→ The task
Pull each line containing "person" from the data.
· · · · ·
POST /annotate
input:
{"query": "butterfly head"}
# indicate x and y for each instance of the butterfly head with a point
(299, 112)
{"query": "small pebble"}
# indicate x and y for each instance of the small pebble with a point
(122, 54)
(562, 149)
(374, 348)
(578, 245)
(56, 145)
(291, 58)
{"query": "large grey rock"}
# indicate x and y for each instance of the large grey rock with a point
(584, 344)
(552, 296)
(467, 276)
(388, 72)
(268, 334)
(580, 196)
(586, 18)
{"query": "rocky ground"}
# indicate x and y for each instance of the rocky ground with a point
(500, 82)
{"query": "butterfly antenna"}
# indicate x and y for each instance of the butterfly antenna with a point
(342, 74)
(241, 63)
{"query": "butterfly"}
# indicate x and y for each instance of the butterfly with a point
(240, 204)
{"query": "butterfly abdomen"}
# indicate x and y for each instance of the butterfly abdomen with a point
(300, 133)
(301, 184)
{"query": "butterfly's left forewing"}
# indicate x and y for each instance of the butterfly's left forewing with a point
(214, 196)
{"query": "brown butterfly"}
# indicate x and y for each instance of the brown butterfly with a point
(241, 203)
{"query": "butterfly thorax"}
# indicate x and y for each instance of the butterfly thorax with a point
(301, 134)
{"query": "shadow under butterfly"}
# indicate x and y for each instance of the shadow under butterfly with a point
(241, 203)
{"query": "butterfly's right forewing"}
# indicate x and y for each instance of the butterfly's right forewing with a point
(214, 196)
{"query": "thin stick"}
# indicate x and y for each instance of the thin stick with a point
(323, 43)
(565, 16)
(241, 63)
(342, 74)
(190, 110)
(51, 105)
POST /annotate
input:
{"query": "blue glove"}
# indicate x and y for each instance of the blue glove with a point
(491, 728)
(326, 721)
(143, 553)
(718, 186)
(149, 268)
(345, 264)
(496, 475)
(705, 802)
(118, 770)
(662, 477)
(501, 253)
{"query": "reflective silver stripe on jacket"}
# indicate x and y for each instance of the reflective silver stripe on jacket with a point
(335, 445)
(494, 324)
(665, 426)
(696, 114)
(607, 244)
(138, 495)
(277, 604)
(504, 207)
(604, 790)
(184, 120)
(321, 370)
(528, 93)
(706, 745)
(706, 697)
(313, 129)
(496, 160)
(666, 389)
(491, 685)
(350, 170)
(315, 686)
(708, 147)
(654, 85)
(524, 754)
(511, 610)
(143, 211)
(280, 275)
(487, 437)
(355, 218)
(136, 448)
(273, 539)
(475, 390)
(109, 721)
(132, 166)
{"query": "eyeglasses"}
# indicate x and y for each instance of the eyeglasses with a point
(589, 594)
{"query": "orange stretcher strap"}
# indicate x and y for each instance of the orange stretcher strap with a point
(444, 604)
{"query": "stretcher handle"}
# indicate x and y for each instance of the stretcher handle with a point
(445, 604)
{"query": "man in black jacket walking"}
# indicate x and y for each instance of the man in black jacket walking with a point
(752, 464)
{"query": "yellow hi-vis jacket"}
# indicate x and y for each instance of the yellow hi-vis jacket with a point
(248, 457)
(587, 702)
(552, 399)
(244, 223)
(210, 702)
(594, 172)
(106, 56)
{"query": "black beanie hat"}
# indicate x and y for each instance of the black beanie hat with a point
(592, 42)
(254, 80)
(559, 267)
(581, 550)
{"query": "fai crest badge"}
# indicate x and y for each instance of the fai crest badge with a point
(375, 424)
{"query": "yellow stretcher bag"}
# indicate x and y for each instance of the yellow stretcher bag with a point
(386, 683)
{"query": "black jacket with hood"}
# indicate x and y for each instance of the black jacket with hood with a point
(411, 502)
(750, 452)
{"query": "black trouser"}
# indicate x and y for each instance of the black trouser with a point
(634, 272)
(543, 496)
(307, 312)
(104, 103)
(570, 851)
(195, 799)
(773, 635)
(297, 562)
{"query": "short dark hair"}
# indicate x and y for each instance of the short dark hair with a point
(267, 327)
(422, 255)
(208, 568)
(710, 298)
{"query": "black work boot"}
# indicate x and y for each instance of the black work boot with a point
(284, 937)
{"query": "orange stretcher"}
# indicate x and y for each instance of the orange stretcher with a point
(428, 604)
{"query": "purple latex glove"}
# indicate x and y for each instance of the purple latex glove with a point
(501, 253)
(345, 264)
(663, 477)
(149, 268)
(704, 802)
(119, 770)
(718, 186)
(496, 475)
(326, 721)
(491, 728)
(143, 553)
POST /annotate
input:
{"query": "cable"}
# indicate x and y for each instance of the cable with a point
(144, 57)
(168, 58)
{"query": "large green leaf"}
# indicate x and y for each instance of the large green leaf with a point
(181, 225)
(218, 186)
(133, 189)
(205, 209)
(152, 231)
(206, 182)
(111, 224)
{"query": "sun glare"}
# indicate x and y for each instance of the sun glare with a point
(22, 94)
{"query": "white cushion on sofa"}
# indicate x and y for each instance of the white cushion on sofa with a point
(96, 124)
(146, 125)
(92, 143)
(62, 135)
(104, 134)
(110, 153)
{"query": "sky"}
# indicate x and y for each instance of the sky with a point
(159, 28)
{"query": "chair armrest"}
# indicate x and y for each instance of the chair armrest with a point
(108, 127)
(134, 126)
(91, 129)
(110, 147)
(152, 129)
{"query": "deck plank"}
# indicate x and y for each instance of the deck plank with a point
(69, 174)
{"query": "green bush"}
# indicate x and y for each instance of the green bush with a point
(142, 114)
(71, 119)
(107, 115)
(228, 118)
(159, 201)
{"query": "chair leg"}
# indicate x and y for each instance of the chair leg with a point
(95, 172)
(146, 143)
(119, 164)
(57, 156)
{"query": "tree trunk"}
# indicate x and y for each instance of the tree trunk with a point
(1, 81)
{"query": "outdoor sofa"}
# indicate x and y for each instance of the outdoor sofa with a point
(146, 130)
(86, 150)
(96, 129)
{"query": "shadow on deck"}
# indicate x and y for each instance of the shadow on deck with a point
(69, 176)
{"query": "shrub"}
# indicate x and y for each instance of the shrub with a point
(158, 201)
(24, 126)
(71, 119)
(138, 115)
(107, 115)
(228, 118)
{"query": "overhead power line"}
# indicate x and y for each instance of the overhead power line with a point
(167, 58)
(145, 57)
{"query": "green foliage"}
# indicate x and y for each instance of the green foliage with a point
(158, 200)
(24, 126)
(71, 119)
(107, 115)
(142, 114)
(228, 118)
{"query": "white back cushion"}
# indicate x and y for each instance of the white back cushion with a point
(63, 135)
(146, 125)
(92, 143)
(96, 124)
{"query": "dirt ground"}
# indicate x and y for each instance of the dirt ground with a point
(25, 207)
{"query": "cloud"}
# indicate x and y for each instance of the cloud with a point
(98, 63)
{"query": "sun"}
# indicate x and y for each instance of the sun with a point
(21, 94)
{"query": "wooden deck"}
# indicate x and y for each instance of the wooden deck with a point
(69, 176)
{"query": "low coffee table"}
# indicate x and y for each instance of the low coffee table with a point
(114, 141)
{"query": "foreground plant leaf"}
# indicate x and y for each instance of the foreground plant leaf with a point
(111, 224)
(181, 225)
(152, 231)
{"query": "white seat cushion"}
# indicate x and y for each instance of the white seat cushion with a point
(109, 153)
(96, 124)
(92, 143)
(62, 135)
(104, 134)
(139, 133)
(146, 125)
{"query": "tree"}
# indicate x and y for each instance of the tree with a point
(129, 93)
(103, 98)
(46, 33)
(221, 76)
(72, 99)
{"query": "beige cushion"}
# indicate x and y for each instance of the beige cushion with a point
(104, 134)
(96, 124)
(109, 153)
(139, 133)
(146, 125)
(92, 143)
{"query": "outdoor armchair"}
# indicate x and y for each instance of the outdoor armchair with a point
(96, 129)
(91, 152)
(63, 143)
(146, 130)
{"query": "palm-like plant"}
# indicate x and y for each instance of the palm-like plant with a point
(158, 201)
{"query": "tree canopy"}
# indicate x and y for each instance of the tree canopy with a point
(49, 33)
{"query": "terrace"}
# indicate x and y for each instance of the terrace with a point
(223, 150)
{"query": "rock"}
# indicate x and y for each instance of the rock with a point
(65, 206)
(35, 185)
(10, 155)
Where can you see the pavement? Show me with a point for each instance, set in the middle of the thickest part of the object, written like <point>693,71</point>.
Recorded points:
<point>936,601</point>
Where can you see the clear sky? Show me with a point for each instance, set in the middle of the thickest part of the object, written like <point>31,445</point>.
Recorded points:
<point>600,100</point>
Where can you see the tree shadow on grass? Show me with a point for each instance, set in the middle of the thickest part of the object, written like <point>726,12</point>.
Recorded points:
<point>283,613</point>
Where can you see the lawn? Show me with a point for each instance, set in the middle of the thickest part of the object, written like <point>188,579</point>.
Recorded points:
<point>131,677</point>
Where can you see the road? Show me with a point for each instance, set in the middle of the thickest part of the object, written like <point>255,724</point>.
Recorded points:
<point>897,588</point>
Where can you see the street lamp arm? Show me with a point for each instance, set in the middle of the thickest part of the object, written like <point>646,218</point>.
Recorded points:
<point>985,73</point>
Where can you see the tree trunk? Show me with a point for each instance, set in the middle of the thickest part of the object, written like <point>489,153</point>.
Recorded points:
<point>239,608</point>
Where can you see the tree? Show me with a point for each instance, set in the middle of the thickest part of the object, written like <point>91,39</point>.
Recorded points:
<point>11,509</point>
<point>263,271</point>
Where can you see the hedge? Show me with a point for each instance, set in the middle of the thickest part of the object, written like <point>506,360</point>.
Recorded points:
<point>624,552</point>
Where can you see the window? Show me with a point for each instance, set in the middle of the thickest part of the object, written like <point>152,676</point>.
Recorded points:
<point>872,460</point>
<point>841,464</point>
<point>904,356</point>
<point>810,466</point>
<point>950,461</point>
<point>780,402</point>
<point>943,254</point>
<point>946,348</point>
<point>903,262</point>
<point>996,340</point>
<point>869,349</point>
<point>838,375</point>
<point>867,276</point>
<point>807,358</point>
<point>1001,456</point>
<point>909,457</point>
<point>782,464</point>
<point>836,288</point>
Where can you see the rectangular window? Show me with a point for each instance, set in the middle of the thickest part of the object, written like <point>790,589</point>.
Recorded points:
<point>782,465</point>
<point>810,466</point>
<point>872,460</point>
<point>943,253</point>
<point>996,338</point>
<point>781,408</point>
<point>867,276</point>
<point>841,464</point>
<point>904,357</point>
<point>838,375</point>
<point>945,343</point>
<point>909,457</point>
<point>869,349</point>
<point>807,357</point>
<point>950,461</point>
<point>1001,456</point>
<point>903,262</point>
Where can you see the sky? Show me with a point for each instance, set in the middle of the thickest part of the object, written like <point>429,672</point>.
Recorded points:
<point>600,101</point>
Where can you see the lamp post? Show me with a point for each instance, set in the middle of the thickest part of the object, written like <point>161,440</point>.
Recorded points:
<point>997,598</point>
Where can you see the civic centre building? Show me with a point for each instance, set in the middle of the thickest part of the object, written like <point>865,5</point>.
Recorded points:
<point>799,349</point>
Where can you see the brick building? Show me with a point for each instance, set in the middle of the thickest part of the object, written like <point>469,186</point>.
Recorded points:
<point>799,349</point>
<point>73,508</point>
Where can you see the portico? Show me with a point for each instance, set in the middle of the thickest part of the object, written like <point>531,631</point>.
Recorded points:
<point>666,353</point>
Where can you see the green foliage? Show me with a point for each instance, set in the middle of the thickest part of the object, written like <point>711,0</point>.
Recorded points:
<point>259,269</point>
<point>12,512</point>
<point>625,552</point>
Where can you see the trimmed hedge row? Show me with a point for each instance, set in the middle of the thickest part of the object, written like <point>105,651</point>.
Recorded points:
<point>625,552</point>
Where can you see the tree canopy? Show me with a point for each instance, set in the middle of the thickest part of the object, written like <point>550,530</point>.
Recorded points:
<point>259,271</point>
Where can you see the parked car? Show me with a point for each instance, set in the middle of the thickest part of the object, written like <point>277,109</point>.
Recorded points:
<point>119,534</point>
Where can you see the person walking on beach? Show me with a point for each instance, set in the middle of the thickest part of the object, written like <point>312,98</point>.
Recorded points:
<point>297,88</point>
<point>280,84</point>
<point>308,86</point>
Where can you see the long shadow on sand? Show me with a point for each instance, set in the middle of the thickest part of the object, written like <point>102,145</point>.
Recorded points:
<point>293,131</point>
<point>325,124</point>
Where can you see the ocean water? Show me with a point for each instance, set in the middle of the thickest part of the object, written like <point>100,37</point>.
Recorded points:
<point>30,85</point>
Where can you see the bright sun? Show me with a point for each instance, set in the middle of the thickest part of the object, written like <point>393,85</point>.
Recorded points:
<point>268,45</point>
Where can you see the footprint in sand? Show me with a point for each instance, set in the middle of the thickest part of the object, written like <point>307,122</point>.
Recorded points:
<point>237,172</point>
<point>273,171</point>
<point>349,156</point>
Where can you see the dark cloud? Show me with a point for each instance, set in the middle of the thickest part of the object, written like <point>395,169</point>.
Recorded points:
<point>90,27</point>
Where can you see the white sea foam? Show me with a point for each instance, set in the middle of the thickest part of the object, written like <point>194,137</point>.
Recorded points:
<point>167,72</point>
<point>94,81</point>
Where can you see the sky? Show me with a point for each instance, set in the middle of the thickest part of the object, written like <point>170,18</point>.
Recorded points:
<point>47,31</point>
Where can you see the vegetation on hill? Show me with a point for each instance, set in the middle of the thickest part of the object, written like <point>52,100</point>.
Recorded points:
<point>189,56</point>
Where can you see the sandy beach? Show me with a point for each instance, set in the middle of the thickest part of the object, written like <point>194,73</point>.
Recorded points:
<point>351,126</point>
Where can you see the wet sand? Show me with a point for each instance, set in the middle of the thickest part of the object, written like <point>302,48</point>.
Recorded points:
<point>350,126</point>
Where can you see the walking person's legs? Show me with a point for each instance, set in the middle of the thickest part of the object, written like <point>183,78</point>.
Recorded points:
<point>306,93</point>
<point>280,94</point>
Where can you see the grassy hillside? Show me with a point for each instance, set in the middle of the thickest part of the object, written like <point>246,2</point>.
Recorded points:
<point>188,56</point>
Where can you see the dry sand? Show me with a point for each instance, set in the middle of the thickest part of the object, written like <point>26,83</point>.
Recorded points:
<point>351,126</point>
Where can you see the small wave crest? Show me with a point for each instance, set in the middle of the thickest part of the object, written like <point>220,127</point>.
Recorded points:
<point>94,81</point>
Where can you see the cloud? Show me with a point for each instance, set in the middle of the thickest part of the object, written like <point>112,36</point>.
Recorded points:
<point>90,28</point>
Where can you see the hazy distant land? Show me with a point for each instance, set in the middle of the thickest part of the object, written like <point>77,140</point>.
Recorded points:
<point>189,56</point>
· · · · ·
→ Worked solution
Where can you see the person walking on beach? Show me with a point for each instance, set in the middle of the thickest part of the object, written like <point>312,98</point>.
Where can you see the walking person's legs? Show me with a point for each instance, set in the middle of the thickest part of the object, written like <point>183,78</point>.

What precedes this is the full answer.